(Recorded data)
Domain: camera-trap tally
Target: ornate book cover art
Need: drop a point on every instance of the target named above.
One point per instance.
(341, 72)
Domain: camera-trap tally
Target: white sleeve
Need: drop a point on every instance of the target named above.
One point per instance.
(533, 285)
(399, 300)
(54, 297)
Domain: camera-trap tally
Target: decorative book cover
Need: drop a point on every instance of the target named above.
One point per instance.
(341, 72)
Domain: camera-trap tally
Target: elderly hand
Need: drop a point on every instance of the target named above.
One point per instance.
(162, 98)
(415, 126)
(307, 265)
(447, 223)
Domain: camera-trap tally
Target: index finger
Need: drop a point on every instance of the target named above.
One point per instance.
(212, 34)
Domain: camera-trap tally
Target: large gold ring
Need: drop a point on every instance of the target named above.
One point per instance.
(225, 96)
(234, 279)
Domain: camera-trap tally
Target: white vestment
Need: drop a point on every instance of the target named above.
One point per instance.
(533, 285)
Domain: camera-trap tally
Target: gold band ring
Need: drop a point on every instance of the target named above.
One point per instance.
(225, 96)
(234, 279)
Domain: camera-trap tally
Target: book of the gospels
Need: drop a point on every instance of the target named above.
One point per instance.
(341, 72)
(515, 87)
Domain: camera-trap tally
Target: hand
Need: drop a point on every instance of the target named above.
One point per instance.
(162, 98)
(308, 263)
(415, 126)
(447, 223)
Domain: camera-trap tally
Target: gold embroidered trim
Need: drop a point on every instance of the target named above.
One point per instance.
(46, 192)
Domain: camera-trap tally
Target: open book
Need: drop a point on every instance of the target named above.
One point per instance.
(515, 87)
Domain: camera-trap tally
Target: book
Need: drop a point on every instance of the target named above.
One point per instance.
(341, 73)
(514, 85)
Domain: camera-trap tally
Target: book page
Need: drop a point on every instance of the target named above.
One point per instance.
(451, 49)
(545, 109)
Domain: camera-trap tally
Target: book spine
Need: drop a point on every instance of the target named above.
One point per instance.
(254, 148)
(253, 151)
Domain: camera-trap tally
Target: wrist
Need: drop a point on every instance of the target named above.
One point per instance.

Problem details |
Write out all of the entries above, exactly and in full.

Your solution |
Domain: camera-trap tally
Target: ornate book cover art
Need: drop a point on every instance of the target named above.
One point per instance.
(341, 72)
Domain: camera-trap tally
Target: white sleeve
Need: drop a point on every instance of the target named above.
One point per instance.
(533, 285)
(399, 300)
(54, 297)
Domain: camera-trap tally
Target: decorative book cover
Need: drop a point on every instance of the target named above.
One point per instance.
(341, 72)
Domain: camera-trap tally
Target: elderly hand
Need: drop a point on every instance of the target named above.
One point per instance.
(162, 98)
(415, 126)
(307, 265)
(447, 223)
Domain: camera-trap tally
Target: index finger
Need: drop a point on every instance of the target named above.
One point per instance.
(212, 34)
Domain: camera-trap tally
Target: large gold ring
Need: drop a point on every instance of the target named above.
One point per instance.
(225, 96)
(234, 279)
Domain: camera-trap tally
Target: white vestment
Need: drop a point on every instance of the target named above.
One point per instance.
(533, 285)
Domain: camera-trap tally
Target: gold band ring
Need: drop a point on every instance of the target named above.
One point per instance.
(225, 96)
(234, 279)
Domain: camera-trap tally
Target: book of the gospels
Need: drop a point on every instance of the target named above.
One point per instance.
(341, 72)
(515, 87)
Domain: camera-trap tally
Target: hand
Need: drop a point on every instance of the target named above.
One point per instance.
(162, 98)
(308, 263)
(415, 126)
(447, 223)
Domain: camera-trap tally
Target: gold embroidered trim
Need: drop a point on every instance of the target named above.
One point per instance.
(46, 192)
Domain: camera-trap tally
Target: open book
Need: drop a point on every instance of the target named above.
One point per instance.
(515, 87)
Domain: camera-trap tally
Target: book
Need: drop a point on every instance of the target named above.
One point per instance.
(341, 73)
(514, 85)
Domain: camera-trap tally
Target: book page
Need: drop a point on every instance of the target named above.
One point per instance.
(451, 49)
(545, 109)
Domain: camera-trap tally
Target: book spine
Need: drop a point on every instance of the target named above.
One point per instance.
(254, 148)
(253, 151)
Domain: camera-trap tally
Target: wrist
Need: drop a point on every instance of the target named above.
One point per instance.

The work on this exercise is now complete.